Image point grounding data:
################
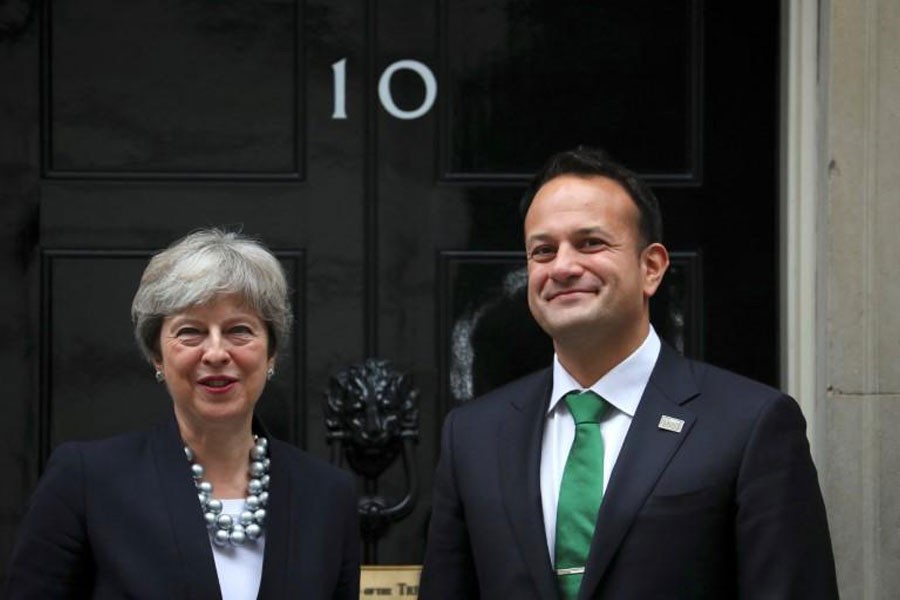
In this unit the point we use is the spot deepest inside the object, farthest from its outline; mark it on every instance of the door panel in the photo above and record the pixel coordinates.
(124, 127)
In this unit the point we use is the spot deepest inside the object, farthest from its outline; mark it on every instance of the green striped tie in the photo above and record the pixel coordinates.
(580, 493)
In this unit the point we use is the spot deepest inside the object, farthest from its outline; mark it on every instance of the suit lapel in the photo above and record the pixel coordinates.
(645, 454)
(520, 451)
(180, 497)
(277, 556)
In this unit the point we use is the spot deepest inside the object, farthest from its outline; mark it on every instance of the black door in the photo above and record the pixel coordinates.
(380, 148)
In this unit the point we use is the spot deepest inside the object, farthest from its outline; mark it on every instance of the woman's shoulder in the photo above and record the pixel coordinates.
(305, 463)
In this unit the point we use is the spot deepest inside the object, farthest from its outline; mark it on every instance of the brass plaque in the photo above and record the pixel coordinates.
(389, 582)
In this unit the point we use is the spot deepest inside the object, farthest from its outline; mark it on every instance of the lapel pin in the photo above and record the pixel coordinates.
(670, 423)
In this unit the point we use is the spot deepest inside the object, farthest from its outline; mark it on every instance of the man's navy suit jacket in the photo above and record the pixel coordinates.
(119, 518)
(729, 507)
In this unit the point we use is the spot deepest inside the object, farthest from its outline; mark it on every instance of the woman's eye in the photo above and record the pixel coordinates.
(189, 335)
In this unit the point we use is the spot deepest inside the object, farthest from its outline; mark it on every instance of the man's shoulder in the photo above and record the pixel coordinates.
(517, 394)
(714, 383)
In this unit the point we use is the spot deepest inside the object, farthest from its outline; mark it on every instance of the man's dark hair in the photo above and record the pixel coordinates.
(593, 162)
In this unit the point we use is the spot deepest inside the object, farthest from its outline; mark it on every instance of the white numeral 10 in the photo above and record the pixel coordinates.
(339, 69)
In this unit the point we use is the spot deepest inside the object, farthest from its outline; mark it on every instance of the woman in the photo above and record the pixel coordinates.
(207, 504)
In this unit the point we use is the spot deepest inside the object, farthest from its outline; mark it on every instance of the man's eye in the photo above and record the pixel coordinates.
(592, 243)
(541, 253)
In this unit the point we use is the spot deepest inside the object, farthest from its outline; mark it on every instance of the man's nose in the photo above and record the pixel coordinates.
(566, 263)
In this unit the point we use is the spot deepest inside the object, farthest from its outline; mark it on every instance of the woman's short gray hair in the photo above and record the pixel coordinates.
(201, 266)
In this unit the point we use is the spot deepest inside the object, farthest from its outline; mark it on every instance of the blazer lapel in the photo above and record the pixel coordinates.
(180, 497)
(520, 451)
(277, 554)
(645, 454)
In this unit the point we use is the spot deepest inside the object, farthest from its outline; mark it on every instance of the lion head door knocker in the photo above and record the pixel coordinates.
(371, 411)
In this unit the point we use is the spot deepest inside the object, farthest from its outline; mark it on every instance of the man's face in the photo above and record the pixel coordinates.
(587, 273)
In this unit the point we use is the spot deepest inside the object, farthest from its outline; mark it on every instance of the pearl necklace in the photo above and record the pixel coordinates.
(224, 528)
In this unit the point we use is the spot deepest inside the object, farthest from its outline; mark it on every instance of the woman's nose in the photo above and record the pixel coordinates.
(215, 350)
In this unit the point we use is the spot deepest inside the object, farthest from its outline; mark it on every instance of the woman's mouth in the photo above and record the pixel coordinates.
(217, 383)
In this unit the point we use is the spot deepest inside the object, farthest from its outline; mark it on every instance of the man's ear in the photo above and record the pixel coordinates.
(654, 263)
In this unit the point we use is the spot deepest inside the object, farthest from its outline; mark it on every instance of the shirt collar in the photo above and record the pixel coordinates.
(622, 386)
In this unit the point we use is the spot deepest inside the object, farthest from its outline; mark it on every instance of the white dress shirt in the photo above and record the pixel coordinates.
(622, 387)
(239, 568)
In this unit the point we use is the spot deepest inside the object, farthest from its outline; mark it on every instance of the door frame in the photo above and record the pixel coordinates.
(802, 143)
################
EXERCISE AIM: Please transcribe every record above exactly as written, leaving out the pictures.

TASK OUTPUT:
In this unit the point we use is the spot deepest inside the object, farthest from its outline; mark it on every instance of the door panel in the photo above and record the pixel coordinates.
(124, 127)
In this unit the point we use is the spot deepest inside the object, farthest from its outline; mark it on every instance of the green striped tie in the photo above and record the pixel coordinates.
(580, 493)
In this unit the point we use is the spot deepest inside the object, farthest from its outline; mark it on every instance of the suit lapel in the photo above and record the pixel coordinates.
(645, 454)
(520, 451)
(180, 497)
(277, 556)
In this unit the point we use is the spot deepest inside the object, farthest from its outline; mark it on every instance of the black door in the photo above and record the pixel coordinates.
(380, 148)
In this unit the point we use is the spot deepest inside the object, farthest from its outline; mark it on every instance of the woman's shoulder in the photo above and record the pixel coordinates.
(305, 463)
In this unit the point we use is the spot deepest inside the object, farthest from its outline; mark it on every instance of the brass plaque in the photo above and record the pixel coordinates.
(389, 582)
In this unit the point we use is the spot deepest inside the object, farthest from its outline; mark it on every instance of the lapel pin in the photo above and record the pixel coordinates.
(670, 423)
In this unit the point we use is the spot deepest inside the object, farthest from its outline; mark it on every instance of the man's navy suit jacket in the photo above and record the pixel coordinates.
(119, 518)
(729, 507)
In this unit the point we use is the spot deepest inside the object, farthest from its outline; mark it on every instance of the woman's eye in the photo above and record the pixel coordinates.
(189, 335)
In this unit the point we use is the spot deepest inside the object, farthest from its outline; mark it on every instance of the man's shoulder in the photo above and record the pixel coordinates.
(517, 394)
(714, 383)
In this unit the point we use is the spot deepest inside the object, farthest from its outline; mark it on every instance of the man's dark hair in the photo above and record the pixel coordinates.
(593, 162)
In this unit the point we use is the spot deepest inside the object, farthest from its outline; mark it on every instance of the white numeral 10 in the photo above and record the pixel coordinates.
(339, 69)
In this unit the point we use is the spot deepest inside the object, farthest from its outline; mark it on every instance of the woman in the photo above and record the pixel coordinates.
(207, 504)
In this unit the point we use is the spot deepest inside the object, farthest from its outline; mark it on every instance of the man's eye in the photo above and record the pixel coordinates.
(592, 243)
(541, 253)
In this unit the point we use is the spot deepest inside the object, farthest from its outline; mark it on every instance of the man's nose in the photo above and record the pixel coordinates.
(566, 263)
In this unit the point we use is the spot deepest inside the object, farthest from its outline; mark it on every instance of the woman's short gray hair in the photo above and record the pixel coordinates.
(201, 266)
In this unit the point we use is the spot deepest inside the object, farthest from its outline; mark it on every instance of the blazer lapel in the photo above and record the pixel coordinates.
(180, 497)
(520, 451)
(277, 554)
(645, 454)
In this unit the point we use is the spot deepest inside the object, farthest from its outline; mark it on every instance of the lion head door knocker in the photo above and record the pixel coordinates.
(371, 411)
In this unit the point we use is the spot deepest inside the object, farthest from its outline; mark it on every instance of the man's face in the photo above and record the pixel coordinates.
(587, 273)
In this unit the point we use is the spot deepest inside the object, farthest from its outline; mark it on every instance of the pearl necklace in the photo above and record the pixel coordinates.
(224, 528)
In this unit the point we use is the spot deepest inside the object, farthest from its outline; mark it on every instance of the woman's nose in the photo above and record the pixel coordinates.
(215, 350)
In this unit the point we use is the spot deepest inside the object, farthest from its outline; mark it on every instance of the woman's mouth in the photo above and record the pixel coordinates.
(217, 383)
In this unit the point we use is the spot deepest inside the object, farthest from its outline; mark it on every instance of the man's ear in the photo above and record the pixel coordinates.
(654, 263)
In this unit the point we use is the spot deepest inside the object, farthest from its outline; mark it on every instance of the shirt collar in the photo above and record the pixel coordinates.
(622, 386)
In this unit the point we use is the spot deepest inside the object, farthest from its outline; mark it on every instance of the white dress shirt in the photo above and record the pixel coordinates.
(622, 387)
(239, 568)
In this unit the point we use is the spot deepest inside the object, farthest from its outline; mark it on every instance of the door frame in the photo above and record the pixel coordinates.
(802, 143)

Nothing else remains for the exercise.